[Point labeling examples]
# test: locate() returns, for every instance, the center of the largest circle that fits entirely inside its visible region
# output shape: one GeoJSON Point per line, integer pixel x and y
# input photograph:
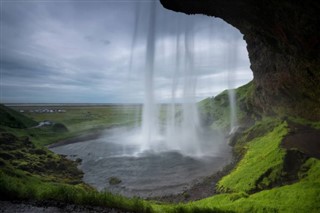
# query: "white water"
{"type": "Point", "coordinates": [177, 127]}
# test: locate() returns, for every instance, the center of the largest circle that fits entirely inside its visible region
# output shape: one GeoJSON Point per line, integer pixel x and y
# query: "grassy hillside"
{"type": "Point", "coordinates": [269, 177]}
{"type": "Point", "coordinates": [215, 111]}
{"type": "Point", "coordinates": [14, 119]}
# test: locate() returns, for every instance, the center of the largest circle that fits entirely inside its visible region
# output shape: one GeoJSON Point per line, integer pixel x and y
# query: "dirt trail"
{"type": "Point", "coordinates": [50, 207]}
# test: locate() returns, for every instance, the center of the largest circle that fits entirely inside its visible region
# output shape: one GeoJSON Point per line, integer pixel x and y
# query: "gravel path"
{"type": "Point", "coordinates": [50, 207]}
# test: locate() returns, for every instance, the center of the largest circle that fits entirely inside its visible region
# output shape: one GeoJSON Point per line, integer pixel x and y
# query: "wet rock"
{"type": "Point", "coordinates": [283, 42]}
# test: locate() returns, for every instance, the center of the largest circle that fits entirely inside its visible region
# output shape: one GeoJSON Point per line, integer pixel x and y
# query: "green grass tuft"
{"type": "Point", "coordinates": [260, 166]}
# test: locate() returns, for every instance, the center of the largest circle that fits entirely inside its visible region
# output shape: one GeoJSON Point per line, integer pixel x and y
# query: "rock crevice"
{"type": "Point", "coordinates": [283, 41]}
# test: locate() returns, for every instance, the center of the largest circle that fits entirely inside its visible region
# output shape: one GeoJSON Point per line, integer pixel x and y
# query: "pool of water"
{"type": "Point", "coordinates": [147, 173]}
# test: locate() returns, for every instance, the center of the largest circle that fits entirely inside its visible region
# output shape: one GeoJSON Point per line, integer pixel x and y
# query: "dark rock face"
{"type": "Point", "coordinates": [283, 41]}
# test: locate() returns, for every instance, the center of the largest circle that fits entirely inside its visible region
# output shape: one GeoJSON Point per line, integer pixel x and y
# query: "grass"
{"type": "Point", "coordinates": [253, 186]}
{"type": "Point", "coordinates": [20, 186]}
{"type": "Point", "coordinates": [248, 188]}
{"type": "Point", "coordinates": [260, 166]}
{"type": "Point", "coordinates": [215, 111]}
{"type": "Point", "coordinates": [77, 119]}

■ Problem details
Return all of the data exactly as written, and drop the pictures.

■ Full answer
# test: locate() returns, for every instance, the center of the largest circle that fits entirely inside its visible region
# output shape: one GeoJSON Point per line, integer pixel x and y
# input photograph:
# query: "white water"
{"type": "Point", "coordinates": [177, 127]}
# test: locate() returns, for every instance, the center of the largest circle that fits entirely inside its visible region
# output shape: one GeoJSON Point per line, integer pixel x and y
# query: "grassy hillside"
{"type": "Point", "coordinates": [269, 177]}
{"type": "Point", "coordinates": [215, 111]}
{"type": "Point", "coordinates": [14, 119]}
# test: locate() returns, for every instance, the center of the largest circle that fits entirely inside its visible region
# output shape: one GeoJSON Point per line, integer pixel x and y
# query: "dirt trail"
{"type": "Point", "coordinates": [50, 207]}
# test: locate() returns, for every instance, the center of the largest circle that fits entirely inside its visible region
# output shape: one GeoJSON Point per line, integer pixel x and y
# query: "gravel path"
{"type": "Point", "coordinates": [50, 207]}
# test: locate() returns, for every instance, the center of the largest circle that fits entirely inside its visible region
# output shape: one GeoJSON Point per line, integer pixel x and y
# query: "wet rock"
{"type": "Point", "coordinates": [283, 42]}
# test: locate() returns, for every instance, the center of the largest circle that fits entirely inside its visible region
# output shape: one GeoJSON Point per line, integer pixel x and y
# query: "green grass tuft"
{"type": "Point", "coordinates": [260, 166]}
# test: locate() returns, for every instance, the center of the largest circle that fits entirely inside its visible region
# output shape: one GeoJSON Point per line, integer pixel x and y
# query: "rock crevice"
{"type": "Point", "coordinates": [283, 41]}
# test: locate() returns, for every instance, the center of the largest circle that fits entirely inside its visible region
# output shape: one GeoJSON Point per line, integer pixel x and y
# query: "pool of water"
{"type": "Point", "coordinates": [147, 173]}
# test: locate() returns, for every instance, the center of the largest circle that fits entirely inside its visible region
# output shape: one GeoJSON Point per line, integer pixel x and y
# query: "dark rock face"
{"type": "Point", "coordinates": [283, 41]}
# test: locate() returns, for every instance, the center of the largest circle that fits entirely inside its visible region
# output shape: one GeoJSON Point per line, integer pixel x and y
# query: "grass"
{"type": "Point", "coordinates": [253, 186]}
{"type": "Point", "coordinates": [20, 186]}
{"type": "Point", "coordinates": [248, 188]}
{"type": "Point", "coordinates": [260, 166]}
{"type": "Point", "coordinates": [215, 111]}
{"type": "Point", "coordinates": [77, 119]}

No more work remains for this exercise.